* Requirements
Pull out every line below that contains the string "plate". Case counts.

:: Provided records

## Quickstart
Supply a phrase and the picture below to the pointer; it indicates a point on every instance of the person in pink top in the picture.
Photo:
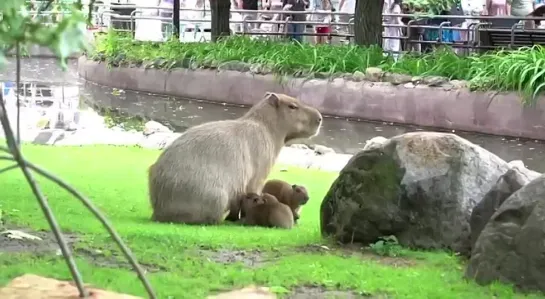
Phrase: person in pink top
(497, 8)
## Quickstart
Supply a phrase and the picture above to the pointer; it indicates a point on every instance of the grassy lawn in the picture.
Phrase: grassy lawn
(186, 261)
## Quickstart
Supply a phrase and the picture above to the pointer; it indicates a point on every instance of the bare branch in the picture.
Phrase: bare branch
(89, 205)
(9, 168)
(18, 157)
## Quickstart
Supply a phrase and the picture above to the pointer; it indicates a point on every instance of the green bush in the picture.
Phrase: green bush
(521, 70)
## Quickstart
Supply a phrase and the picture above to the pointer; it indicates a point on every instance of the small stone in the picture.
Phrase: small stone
(458, 84)
(447, 86)
(374, 74)
(235, 66)
(322, 75)
(397, 79)
(358, 76)
(434, 80)
(152, 127)
(416, 79)
(299, 146)
(322, 150)
(256, 69)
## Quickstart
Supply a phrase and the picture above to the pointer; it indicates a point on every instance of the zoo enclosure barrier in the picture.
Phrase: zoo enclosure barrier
(419, 33)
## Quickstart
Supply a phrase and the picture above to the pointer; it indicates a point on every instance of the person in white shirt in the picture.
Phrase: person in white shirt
(346, 6)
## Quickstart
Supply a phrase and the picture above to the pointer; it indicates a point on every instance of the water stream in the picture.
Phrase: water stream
(91, 106)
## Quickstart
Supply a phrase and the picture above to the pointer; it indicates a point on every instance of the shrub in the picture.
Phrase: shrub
(522, 70)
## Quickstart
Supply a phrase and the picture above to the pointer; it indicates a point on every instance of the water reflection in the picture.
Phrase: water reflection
(345, 136)
(55, 100)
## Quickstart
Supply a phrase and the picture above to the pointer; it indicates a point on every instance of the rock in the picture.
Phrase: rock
(397, 79)
(374, 142)
(458, 84)
(260, 69)
(152, 127)
(358, 76)
(34, 286)
(507, 184)
(530, 175)
(374, 74)
(433, 81)
(321, 149)
(158, 140)
(510, 248)
(250, 292)
(420, 187)
(322, 75)
(299, 146)
(235, 66)
(409, 85)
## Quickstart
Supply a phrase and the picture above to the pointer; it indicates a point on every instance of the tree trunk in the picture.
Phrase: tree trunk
(368, 22)
(221, 11)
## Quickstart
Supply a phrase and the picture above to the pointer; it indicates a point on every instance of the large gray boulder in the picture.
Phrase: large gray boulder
(510, 182)
(420, 187)
(511, 247)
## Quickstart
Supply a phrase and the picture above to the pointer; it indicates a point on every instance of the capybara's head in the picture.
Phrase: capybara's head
(300, 194)
(250, 200)
(294, 118)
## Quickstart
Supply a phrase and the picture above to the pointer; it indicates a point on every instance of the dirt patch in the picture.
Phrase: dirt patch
(99, 258)
(250, 258)
(319, 292)
(46, 242)
(353, 250)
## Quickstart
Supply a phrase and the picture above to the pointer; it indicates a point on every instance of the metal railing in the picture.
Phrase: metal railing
(412, 34)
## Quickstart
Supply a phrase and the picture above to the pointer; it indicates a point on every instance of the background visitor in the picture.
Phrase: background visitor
(322, 6)
(295, 30)
(346, 6)
(497, 8)
(392, 44)
(250, 15)
(521, 8)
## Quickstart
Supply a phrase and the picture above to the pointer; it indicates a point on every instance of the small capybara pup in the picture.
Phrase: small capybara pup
(265, 210)
(294, 196)
(199, 177)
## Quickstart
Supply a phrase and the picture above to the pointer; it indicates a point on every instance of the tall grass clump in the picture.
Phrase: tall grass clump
(521, 70)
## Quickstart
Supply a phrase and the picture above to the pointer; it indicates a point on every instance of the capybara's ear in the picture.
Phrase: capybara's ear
(273, 99)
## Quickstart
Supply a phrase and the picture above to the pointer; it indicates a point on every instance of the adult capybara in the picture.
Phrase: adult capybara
(294, 196)
(199, 177)
(265, 210)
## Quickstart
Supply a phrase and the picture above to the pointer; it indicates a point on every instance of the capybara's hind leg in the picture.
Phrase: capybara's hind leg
(234, 211)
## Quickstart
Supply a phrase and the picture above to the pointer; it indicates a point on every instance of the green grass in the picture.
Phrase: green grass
(114, 178)
(522, 70)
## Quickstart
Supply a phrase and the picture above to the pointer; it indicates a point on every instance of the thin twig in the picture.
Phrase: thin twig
(89, 205)
(9, 168)
(18, 84)
(18, 157)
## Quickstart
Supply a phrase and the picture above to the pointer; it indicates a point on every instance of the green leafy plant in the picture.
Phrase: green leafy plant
(521, 70)
(387, 246)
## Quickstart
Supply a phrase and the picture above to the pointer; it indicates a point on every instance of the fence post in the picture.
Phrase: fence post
(176, 18)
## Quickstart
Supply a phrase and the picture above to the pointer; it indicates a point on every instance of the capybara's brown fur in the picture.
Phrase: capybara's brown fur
(265, 210)
(294, 196)
(200, 176)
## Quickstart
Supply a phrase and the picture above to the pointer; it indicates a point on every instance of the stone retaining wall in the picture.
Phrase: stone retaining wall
(35, 51)
(447, 107)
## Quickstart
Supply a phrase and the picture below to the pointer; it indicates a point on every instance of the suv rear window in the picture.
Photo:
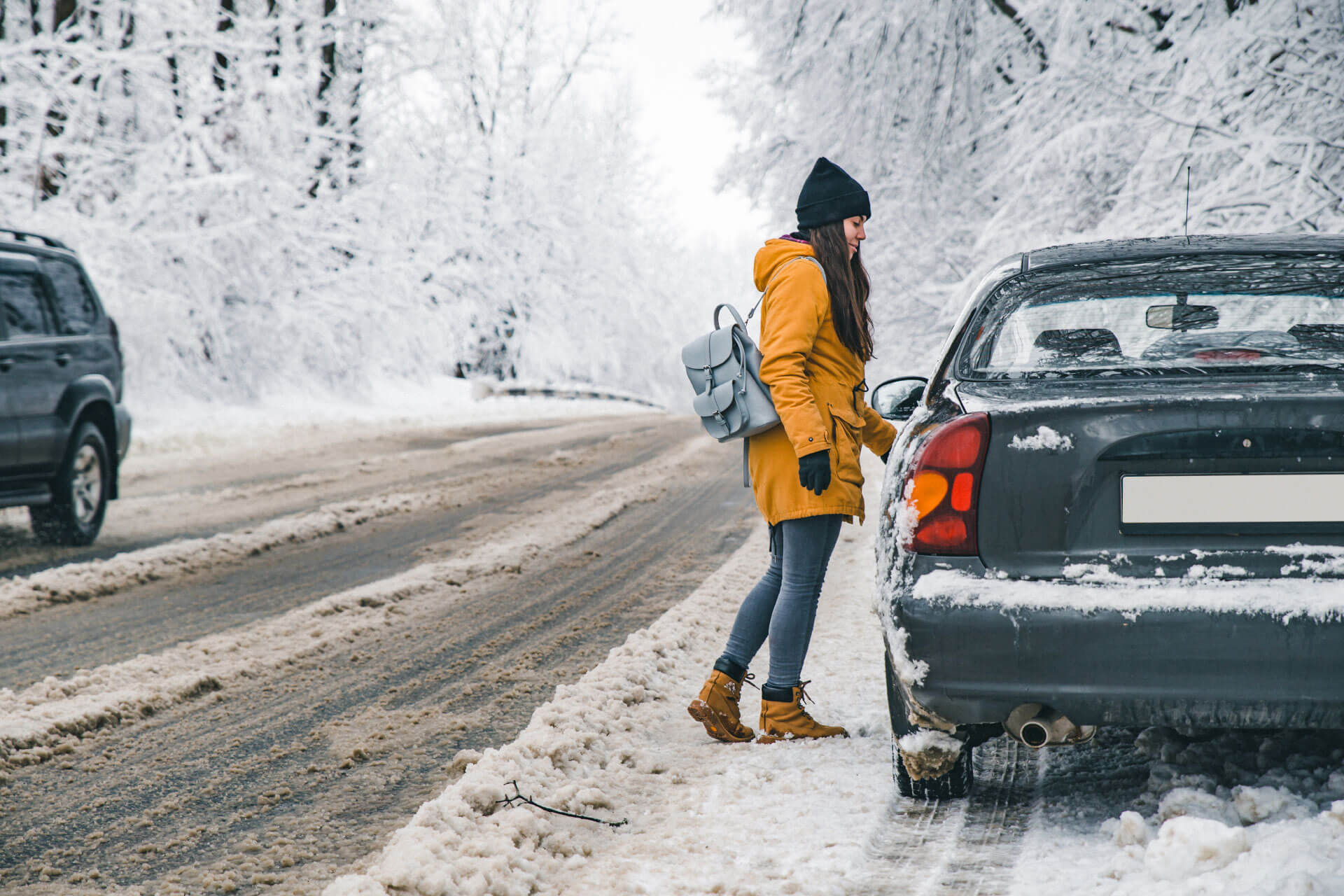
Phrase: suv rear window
(74, 301)
(23, 305)
(1182, 315)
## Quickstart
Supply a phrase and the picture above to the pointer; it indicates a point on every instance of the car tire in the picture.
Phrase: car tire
(78, 493)
(953, 785)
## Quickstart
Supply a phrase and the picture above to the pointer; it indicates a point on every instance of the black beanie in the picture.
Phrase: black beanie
(828, 194)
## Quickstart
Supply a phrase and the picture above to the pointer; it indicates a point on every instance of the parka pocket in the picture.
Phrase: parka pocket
(847, 435)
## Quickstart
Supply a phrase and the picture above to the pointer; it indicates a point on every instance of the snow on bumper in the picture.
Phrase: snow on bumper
(1240, 654)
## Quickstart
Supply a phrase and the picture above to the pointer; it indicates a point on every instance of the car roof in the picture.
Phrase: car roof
(23, 244)
(1195, 245)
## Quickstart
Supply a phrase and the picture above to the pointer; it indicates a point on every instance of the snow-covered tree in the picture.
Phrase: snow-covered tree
(984, 127)
(308, 194)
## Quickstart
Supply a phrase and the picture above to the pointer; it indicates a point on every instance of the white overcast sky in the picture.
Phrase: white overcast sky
(687, 136)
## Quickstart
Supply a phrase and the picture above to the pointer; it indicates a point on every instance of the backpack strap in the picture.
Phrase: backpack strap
(746, 442)
(811, 258)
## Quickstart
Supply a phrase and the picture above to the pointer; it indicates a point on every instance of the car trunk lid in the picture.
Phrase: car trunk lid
(1159, 477)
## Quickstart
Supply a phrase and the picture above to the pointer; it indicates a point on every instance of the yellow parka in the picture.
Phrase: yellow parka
(815, 383)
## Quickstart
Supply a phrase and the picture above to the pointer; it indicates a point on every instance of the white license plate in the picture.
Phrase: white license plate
(1238, 498)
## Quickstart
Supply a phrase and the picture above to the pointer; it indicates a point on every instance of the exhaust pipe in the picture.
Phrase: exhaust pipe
(1038, 726)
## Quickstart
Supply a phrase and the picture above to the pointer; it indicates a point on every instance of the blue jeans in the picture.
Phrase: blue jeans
(784, 603)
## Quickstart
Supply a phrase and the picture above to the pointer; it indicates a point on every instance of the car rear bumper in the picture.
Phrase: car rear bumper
(122, 431)
(1107, 665)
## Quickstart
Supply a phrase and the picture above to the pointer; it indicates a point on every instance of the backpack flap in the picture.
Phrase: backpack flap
(720, 410)
(710, 354)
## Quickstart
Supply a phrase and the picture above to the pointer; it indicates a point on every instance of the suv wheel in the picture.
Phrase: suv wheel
(78, 493)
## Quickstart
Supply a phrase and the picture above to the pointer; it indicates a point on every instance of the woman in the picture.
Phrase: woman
(815, 339)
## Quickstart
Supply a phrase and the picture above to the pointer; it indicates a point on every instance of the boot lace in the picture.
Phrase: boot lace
(803, 699)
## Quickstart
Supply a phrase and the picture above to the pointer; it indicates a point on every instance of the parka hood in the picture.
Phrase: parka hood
(773, 254)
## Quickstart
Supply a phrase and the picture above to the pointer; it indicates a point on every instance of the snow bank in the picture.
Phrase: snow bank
(187, 424)
(619, 745)
(1100, 589)
(35, 720)
(1240, 813)
(1044, 440)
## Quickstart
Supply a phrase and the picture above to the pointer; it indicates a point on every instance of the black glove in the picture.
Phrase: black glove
(815, 472)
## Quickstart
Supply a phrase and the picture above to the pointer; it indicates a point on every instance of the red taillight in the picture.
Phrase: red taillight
(944, 485)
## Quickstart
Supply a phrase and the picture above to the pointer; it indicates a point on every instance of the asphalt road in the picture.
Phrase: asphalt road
(283, 780)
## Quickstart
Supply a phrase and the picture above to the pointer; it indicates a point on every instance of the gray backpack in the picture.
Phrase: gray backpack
(724, 368)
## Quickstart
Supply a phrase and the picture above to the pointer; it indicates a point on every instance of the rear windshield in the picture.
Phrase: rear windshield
(1191, 316)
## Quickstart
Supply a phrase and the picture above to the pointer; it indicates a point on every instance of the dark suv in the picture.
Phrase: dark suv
(62, 428)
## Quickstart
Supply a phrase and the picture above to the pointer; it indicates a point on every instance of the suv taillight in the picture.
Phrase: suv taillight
(942, 486)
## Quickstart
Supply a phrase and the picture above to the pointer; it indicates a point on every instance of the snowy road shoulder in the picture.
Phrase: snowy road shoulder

::::

* Response to the exercise
Supply a phrase and the picture above to the pointer; it indicates a point on every instance of the white license plate in the picture.
Phrase: white license plate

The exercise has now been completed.